Start of Document segment
National Forest Commission

Agency overview
- Formed: 2003
- Type: Non-ministerial government department
- Jurisdiction: India
- Agency executive: Justice Bhupinder Nath Kirpal, Chairman;
- Parent department: Ministry of Environment, Forest and Climate Change;
- Child agencies: Indian Forest Service; Indian Board of Wildlife;

= National Forest Commission =

India non-ministerial government department responsible for forests

The National Forest Commission is a non-ministerial government department responsible for the assessment of policy in India regarding publicly owned forests and laws relating to both public and private Forestry in India. The commission was set up in 2003 to review and assess India's policy and law and their effect on India's forests. It was given instructions to make recommendations on ways India could achieve sustainable forest and ecological security. The report made over 300 recommendations to the Indian Board of Wildlife.
End of Document segment
Start of Data records
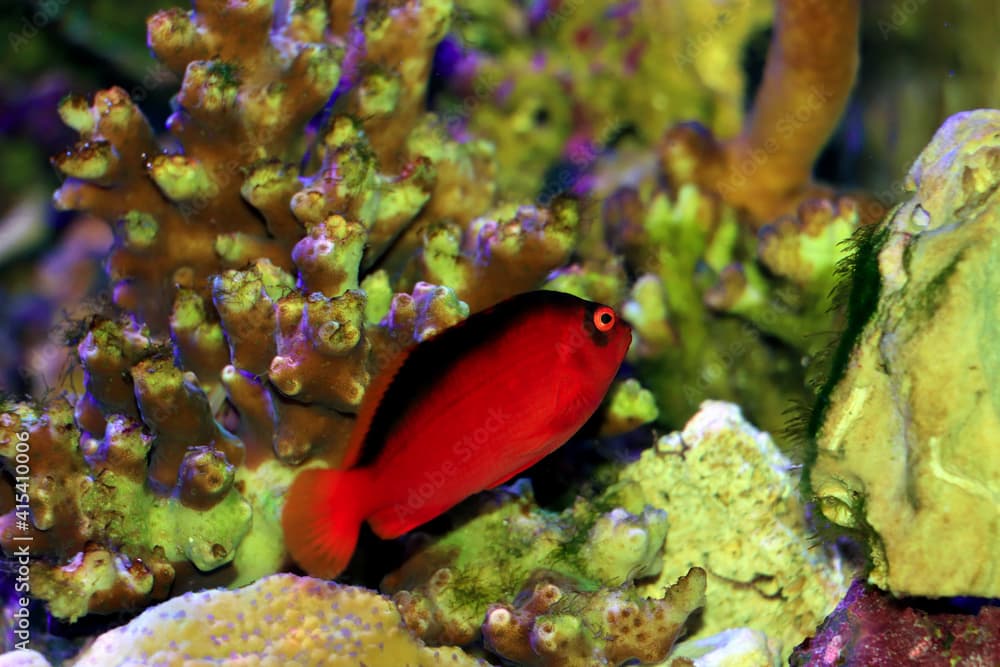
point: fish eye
(604, 319)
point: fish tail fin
(322, 518)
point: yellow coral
(280, 620)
End of Data records
Actions to take ->
a) Output the National Forest Commission text word for word from "India non-ministerial government" up to and including "Board of Wildlife.".
b) According to the National Forest Commission text, to whom did the report make its recommendations?
c) Write the next part of the National Forest Commission text, picking up right after its final sentence.

Written responses ->
a)
India non-ministerial government department responsible for forests

The National Forest Commission is a non-ministerial government department responsible for the assessment of policy in India regarding publicly owned forests and laws relating to both public and private Forestry in India. The commission was set up in 2003 to review and assess India's policy and law and their effect on India's forests. It was given instructions to make recommendations on ways India could achieve sustainable forest and ecological security. The report made over 300 recommendations to the Indian Board of Wildlife.

b) To the Indian Board of Wildlife.

c)
== History ==
The National Forest Commission of India was recommended on 21 January 2002 during a meeting of the Indian Board of Wild Life. The objective was to look into the restructuring, reform and strengthening the institutions affiliated with the forests of India. The board was initially made up of seven forestry commissioners and was chaired by former Chief Justice of India, Bhupinder Nath Kirpal. The commission was formally established on the 7th February 2003 based on the need for efficient management of forests, wood for commercial and industrial purposes and for medicinal plants. The recommendations were aimed at positively affecting poverty, environmental protection, with gender equity in the better management of the forest resources.